» **Source extract**

↓↓↓

Ads from two Democratic-aligned super PACs distort Dr. Mehmet Oz’s positions on taxes, Social Security and Medicare, and abortion.

  • An ad from Senate Majority PAC says Oz would “hike taxes on working families” based on Oz’s vague comments praising a plan from Sen. Rick Scott that included a (since deleted) provision that said, “All Americans should pay some income tax … even if a small amount.” Oz has not endorsed that aspect of Scott’s original plan, and he vows to cut taxes.
  • Ads from SMP and FF PAC attack Oz for supporting a plan that would “end” Social Security and Medicare — referring again to Scott’s plan, which would “sunset” all federal programs in five years unless Congress reauthorized them. But Oz has not expressed support for doing that. He says he wants to “strengthen” Social Security without “taking away benefits.”
  • An ad from FF PAC claims that if you vote for Oz, “he’ll let politicians take away the right to choose, with no exceptions.” Oz opposes abortion, but has consistently said he supports exceptions for rape, incest and to save the life of the mother. Oz also says he opposes a national abortion ban, and that such decisions should be left up to states.

↑↑↑

» **Recorded data**
↓↓↓

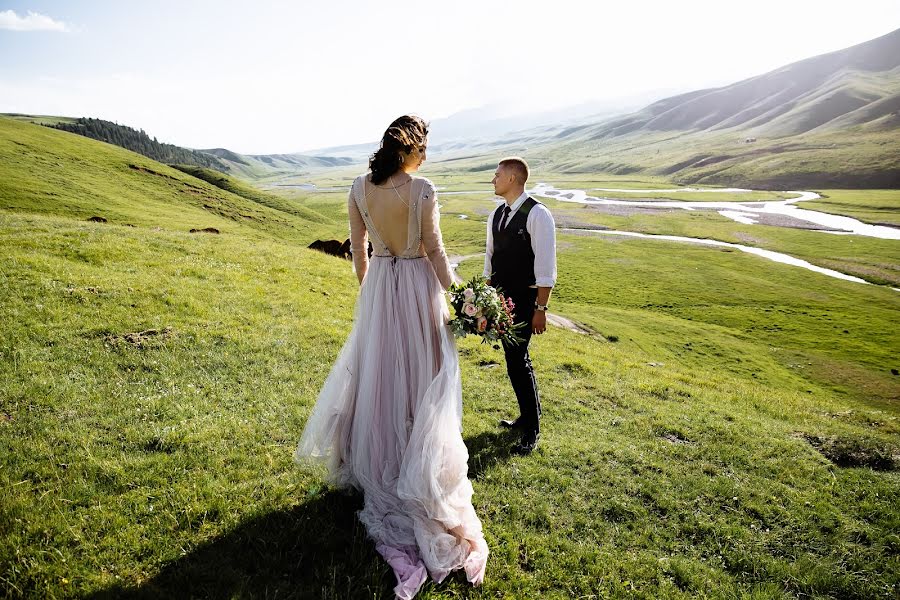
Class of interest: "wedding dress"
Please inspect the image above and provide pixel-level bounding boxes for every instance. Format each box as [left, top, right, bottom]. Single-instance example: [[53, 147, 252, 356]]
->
[[295, 175, 488, 599]]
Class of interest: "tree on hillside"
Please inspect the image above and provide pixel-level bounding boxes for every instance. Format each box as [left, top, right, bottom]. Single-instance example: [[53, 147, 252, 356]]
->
[[48, 117, 228, 173]]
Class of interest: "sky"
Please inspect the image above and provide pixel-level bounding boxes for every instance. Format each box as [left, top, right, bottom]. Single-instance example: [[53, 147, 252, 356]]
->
[[0, 0, 900, 154]]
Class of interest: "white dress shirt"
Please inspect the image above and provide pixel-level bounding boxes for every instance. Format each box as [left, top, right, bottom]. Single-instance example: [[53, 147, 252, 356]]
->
[[484, 192, 556, 287]]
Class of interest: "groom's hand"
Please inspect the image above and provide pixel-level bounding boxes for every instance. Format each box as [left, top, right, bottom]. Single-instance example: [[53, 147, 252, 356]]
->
[[531, 310, 547, 334]]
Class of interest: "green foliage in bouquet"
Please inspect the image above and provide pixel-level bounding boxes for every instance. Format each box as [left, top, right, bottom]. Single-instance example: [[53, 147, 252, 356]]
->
[[448, 275, 526, 347]]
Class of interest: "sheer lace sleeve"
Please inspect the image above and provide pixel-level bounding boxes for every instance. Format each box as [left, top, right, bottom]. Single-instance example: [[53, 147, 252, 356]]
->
[[347, 182, 369, 283], [422, 182, 456, 290]]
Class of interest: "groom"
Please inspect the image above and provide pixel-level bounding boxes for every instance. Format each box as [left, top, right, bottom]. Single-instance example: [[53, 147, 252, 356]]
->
[[484, 157, 556, 454]]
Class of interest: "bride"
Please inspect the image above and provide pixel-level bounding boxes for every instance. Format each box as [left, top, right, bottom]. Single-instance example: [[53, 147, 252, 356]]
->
[[295, 116, 488, 599]]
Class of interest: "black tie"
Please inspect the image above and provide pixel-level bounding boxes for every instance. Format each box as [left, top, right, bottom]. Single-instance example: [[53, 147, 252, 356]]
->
[[497, 204, 512, 231]]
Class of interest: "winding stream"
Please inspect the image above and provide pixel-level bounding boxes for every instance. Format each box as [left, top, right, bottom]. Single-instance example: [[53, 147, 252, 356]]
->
[[441, 183, 900, 291]]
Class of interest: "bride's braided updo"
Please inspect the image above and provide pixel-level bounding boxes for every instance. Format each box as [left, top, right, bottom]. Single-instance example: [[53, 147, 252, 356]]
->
[[369, 115, 428, 185]]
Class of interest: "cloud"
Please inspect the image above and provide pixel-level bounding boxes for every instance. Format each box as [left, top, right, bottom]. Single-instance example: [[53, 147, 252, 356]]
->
[[0, 10, 69, 31]]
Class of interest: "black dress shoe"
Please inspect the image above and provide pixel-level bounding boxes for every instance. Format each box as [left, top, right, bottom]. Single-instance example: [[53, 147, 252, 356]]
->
[[513, 431, 541, 456]]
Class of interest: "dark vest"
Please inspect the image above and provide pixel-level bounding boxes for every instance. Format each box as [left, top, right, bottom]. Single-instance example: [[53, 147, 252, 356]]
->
[[491, 196, 539, 294]]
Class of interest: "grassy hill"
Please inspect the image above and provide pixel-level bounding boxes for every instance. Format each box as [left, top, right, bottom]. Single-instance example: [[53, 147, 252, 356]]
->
[[0, 118, 346, 242], [0, 119, 900, 598]]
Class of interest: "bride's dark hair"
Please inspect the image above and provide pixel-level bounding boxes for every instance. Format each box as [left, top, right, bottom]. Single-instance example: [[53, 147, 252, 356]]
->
[[369, 115, 428, 185]]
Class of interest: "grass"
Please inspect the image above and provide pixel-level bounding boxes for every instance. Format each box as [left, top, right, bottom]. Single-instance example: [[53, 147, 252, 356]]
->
[[803, 190, 900, 227], [0, 121, 900, 598]]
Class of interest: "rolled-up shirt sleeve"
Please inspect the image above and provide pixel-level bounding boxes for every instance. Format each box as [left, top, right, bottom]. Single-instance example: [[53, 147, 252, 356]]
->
[[527, 204, 556, 287], [482, 208, 497, 279]]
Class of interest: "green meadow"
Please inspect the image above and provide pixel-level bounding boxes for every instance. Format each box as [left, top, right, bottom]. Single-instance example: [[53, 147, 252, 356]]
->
[[0, 118, 900, 599]]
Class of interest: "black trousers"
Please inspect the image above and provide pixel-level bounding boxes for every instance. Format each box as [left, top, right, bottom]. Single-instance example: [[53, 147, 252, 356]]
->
[[503, 288, 541, 433]]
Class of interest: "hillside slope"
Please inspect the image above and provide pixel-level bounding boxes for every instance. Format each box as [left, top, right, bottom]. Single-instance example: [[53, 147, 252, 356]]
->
[[0, 118, 342, 244], [0, 120, 900, 600]]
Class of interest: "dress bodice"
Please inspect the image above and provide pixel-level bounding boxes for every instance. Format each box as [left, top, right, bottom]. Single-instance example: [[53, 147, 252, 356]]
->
[[348, 175, 452, 289]]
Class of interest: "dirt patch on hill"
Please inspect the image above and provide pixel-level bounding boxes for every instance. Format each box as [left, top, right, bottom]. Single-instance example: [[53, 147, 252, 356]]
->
[[103, 327, 175, 349]]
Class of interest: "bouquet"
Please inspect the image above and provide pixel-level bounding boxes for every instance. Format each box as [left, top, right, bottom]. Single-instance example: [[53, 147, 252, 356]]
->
[[447, 275, 526, 347]]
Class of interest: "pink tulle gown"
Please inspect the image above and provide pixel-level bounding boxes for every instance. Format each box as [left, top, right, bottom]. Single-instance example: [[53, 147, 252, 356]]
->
[[296, 175, 488, 599]]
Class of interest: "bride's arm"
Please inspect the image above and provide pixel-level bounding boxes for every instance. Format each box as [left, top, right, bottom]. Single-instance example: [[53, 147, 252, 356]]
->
[[347, 187, 369, 284], [422, 184, 455, 290]]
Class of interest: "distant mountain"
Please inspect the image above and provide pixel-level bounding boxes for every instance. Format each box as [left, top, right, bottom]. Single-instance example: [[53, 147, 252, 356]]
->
[[448, 30, 900, 189], [46, 117, 227, 172], [200, 148, 358, 179], [579, 29, 900, 139]]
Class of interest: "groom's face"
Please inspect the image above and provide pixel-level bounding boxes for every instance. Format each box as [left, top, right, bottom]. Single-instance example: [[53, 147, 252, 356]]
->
[[491, 166, 515, 196]]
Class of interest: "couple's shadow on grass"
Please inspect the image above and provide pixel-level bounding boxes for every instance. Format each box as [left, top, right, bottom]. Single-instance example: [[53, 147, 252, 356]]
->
[[89, 432, 513, 600]]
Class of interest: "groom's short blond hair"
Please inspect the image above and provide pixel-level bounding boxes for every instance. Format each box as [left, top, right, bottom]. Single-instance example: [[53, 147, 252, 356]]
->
[[500, 156, 530, 185]]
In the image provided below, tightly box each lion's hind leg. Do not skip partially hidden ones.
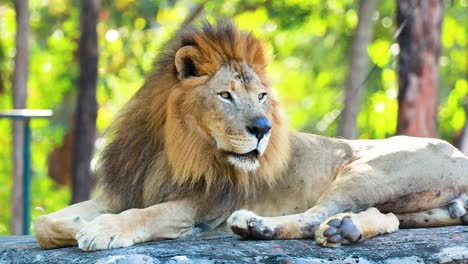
[397,196,468,228]
[34,200,107,249]
[315,207,399,247]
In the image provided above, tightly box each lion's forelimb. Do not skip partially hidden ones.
[34,200,110,249]
[76,200,197,251]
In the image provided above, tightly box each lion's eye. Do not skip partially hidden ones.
[218,92,232,100]
[218,92,232,101]
[258,93,267,101]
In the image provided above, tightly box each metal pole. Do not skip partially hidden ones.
[23,118,31,235]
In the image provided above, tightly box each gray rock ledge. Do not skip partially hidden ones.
[0,226,468,264]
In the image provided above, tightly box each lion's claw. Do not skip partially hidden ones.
[316,217,362,247]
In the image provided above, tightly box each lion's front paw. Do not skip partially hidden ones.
[76,215,135,251]
[227,210,278,239]
[315,214,362,247]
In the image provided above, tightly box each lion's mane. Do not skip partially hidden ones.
[97,21,290,214]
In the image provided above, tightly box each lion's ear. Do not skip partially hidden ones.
[175,46,200,81]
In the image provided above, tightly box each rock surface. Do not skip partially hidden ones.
[0,226,468,264]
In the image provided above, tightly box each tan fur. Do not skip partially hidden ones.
[35,22,468,250]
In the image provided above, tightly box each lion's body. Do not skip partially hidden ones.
[35,20,468,250]
[242,132,468,216]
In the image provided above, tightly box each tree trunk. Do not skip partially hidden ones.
[11,0,29,235]
[337,0,377,139]
[397,0,443,137]
[72,0,99,203]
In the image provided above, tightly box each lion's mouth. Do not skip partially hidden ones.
[229,149,260,161]
[227,149,260,172]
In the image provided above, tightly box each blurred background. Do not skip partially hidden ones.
[0,0,468,235]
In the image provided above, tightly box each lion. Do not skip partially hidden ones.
[34,21,468,251]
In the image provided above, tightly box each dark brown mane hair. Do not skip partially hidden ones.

↑↑↑

» **Problem set**
(1) Decide whether each statement agrees with the fact-check on ads about Dr. Mehmet Oz, answering yes or no and quoting the deciding words: (a) The Senate Majority PAC ad claims Oz would cut taxes on working families. (b) Scott's plan would sunset all federal programs in five years unless Congress reauthorized them. (c) Oz supports a national abortion ban.
(2) According to the fact-check on ads about Dr. Mehmet Oz, what exceptions to his opposition to abortion has Oz consistently said he supports?
(3) Pick up the fact-check on ads about Dr. Mehmet Oz after its last sentence and continue it.
The data that accompany this page were drawn from a separate source.

» **Written answers**
(1)
(a) No: "Oz would “hike taxes on working families”"
(b) Yes: "which would “sunset” all federal programs in five years unless Congress reauthorized them"
(c) No: "Oz also says he opposes a national abortion ban"

(2) Exceptions for rape, incest and to save the life of the mother.

(3)
The Pennsylvania Senate race between Oz and Democrat John Fetterman to replace Republican Sen. Pat Toomey, who is not seeking reelection, has been the most expensive race this year, and has attracted by far the most outside spending, according to Open Secrets.

Outside groups spent over $98.5 million on the Pennsylvania race from the May 17 primary through Oct. 14, Open Secrets reported.

The Democratic-aligned FF PAC and Senate Majority PAC, the third largest outside spender, are among those groups spending money attacking Oz, although outside groups have spent more money opposing Fetterman than Oz since the primary election, Open Secrets reported. (We have previously written about some of the misleading ad attacks on Fetterman.)

On Taxes

The ad from SMP claims Oz “praised a plan” that could “hike taxes on working families.”

The thin reed on which this claim rests is a favorable — albeit a general and guarded — comment Oz made about Scott’s vision for what Republicans should do if they take control of Congress after the 2022 elections. Scott, who is chairman of the National Republican Senatorial Committee, unveiled “An 11-Point Plan to Rescue America” in February.

The SMP ad is referring specifically to a provision in Scott’s plan that stated, “All Americans should pay some income tax to have skin in the game, even if a small amount. Currently over half of Americans pay no income tax.”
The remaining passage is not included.